___ Kutipan Teks

Opini Safe Space

Jika Surga di Kaki Suami yang Suka KDRT, Biarlah Aku Masuk Neraka Saja

Atas nama ketaatan pada suami, kita menutup mata pada kasus KDRT perempuan. Faktanya, setiap darah yang tumpah dan nyawa yang melayang, kita yang diam ikut bertanggung jawab.

Avatar
  • January 12, 2024
  • 5 min read
  • 2676 Views
Jika Surga di Kaki Suami yang Suka KDRT, Biarlah Aku Masuk Neraka Saja

Feminis Belanda Mary Wollstonecraft pernah bilang di bukunya “A Vindication of the Rights of Woman” (1792): “All the sacred rights of humanity are violated by insisting on blind obedience.” Bahwa semua hak suci umat manusia telah dilanggar dengan memaksakan ketaatan yang membabi buta (kefanatikan).

Nyatanya tiga ratus tahun berselang, ucapannya terasa masih sangat relevan. Hari pertama dan kedua di 2024 dibuka dengan kasus kekerasan terhadap perempuan lagi. Aku memang tak pernah menaruh harap jika hal demikian bisa hempas dari muka Bumi. Namun setidaknya, berilah waktu untuk sejenak mengambil napas dari rentetan kasus serupa di tahun sebelumnya.

 

 

Seolah tak memberi jeda, semalam aku tak kuasa menahan sesak, mendengar anak korban Kekerasan dalam Rumah Tangga (KDRT) meminta pertolongan. Sebab pihak keluarga, bahkan orang-orang yang dianggap mampu dan seharusnya memang memberi perlindungan terhadap korban, malah berbalik menyerang fisik maupun mental korban dan anak-anaknya.

Apa gunanya pertalian darah jika tak mampu merasakan pedih saudara kandung sendiri, yang babak belur karena suami berkali-kali memberi tanda lebam di tubuhnya? Demi menjaga nama baik keluarga, demi menghindari perceraian sebab dibenci oleh Tuhan, lantas biarkan saja korban tersiksa. Toh ia akan meraih predikat istri yang taat (menjaga aib suami) bukan?

______
___ Daftar

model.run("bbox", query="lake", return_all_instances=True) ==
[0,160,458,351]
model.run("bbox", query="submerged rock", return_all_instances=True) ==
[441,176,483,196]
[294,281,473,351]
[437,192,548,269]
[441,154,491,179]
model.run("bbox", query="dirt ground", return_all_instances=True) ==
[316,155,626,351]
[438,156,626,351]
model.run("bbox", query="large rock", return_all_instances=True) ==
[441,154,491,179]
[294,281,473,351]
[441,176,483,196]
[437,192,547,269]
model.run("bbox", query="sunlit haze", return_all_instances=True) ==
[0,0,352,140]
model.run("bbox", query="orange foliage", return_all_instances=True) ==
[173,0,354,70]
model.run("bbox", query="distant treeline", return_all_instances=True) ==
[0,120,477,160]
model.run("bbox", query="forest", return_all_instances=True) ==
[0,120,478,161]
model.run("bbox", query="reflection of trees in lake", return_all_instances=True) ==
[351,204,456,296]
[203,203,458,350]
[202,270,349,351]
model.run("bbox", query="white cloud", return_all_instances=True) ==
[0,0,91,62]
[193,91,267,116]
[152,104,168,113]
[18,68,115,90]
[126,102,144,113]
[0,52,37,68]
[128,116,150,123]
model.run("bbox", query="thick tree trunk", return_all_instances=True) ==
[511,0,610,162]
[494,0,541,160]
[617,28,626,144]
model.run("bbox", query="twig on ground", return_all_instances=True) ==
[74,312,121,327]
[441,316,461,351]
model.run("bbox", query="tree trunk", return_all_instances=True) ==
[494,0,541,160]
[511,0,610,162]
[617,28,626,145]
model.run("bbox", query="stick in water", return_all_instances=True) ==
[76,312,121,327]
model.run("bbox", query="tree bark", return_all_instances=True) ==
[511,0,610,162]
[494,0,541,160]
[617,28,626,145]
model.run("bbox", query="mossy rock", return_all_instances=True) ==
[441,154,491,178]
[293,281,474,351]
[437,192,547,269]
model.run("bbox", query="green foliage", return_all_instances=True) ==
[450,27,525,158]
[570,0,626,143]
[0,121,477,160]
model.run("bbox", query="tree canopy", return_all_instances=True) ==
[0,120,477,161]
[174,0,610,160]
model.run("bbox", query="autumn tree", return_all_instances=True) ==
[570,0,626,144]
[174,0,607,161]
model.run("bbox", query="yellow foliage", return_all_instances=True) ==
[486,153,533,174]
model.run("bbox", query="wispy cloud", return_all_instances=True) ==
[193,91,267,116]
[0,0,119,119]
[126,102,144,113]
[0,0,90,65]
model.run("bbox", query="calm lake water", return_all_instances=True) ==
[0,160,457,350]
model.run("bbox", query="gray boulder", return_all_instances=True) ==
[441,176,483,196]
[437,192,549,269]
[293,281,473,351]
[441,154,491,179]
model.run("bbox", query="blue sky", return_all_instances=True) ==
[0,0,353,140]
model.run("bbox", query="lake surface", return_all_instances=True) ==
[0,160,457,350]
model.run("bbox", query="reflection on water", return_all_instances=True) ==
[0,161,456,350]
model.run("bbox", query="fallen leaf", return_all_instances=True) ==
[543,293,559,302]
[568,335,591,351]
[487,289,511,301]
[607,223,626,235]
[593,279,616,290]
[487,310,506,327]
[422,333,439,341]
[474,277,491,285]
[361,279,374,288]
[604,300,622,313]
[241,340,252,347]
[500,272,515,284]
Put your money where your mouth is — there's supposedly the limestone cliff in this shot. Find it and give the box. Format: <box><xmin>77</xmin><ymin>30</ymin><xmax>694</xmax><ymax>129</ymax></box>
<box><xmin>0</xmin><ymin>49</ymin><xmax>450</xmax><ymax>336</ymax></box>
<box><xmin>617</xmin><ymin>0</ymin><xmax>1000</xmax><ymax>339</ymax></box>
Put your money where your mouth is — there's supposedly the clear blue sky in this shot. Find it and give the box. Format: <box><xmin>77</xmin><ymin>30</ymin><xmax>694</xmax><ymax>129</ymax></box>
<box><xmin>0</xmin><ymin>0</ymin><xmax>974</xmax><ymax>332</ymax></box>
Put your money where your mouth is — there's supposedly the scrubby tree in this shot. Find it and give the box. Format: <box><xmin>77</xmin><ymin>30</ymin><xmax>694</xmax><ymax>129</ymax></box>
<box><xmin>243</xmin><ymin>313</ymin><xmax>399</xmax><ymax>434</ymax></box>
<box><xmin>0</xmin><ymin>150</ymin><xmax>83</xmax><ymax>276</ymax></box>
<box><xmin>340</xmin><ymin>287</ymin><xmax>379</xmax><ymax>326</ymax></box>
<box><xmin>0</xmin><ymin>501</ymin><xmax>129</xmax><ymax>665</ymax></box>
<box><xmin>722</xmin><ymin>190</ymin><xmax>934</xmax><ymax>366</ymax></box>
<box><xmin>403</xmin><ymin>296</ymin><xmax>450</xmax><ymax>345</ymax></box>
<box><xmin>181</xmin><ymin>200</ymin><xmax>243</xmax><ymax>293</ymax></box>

______

= Kumpulan Tugas =
1 > Menurut teks opini tentang KDRT, pada hari apa saja di tahun 2024 kasus kekerasan terhadap perempuan kembali terjadi?
2 > Tuliskan kembali bagian teks opini tentang KDRT yang dimulai dari "Opini Safe Space" dan berakhir pada "ikut bertanggung jawab.".
Daftar tersebut tidak digunakan dalam tugas apa pun.

= Jawaban Tugas =
1 > Pada hari pertama dan kedua di tahun 2024.

2 >
Opini Safe Space

Jika Surga di Kaki Suami yang Suka KDRT, Biarlah Aku Masuk Neraka Saja

Atas nama ketaatan pada suami, kita menutup mata pada kasus KDRT perempuan. Faktanya, setiap darah yang tumpah dan nyawa yang melayang, kita yang diam ikut bertanggung jawab.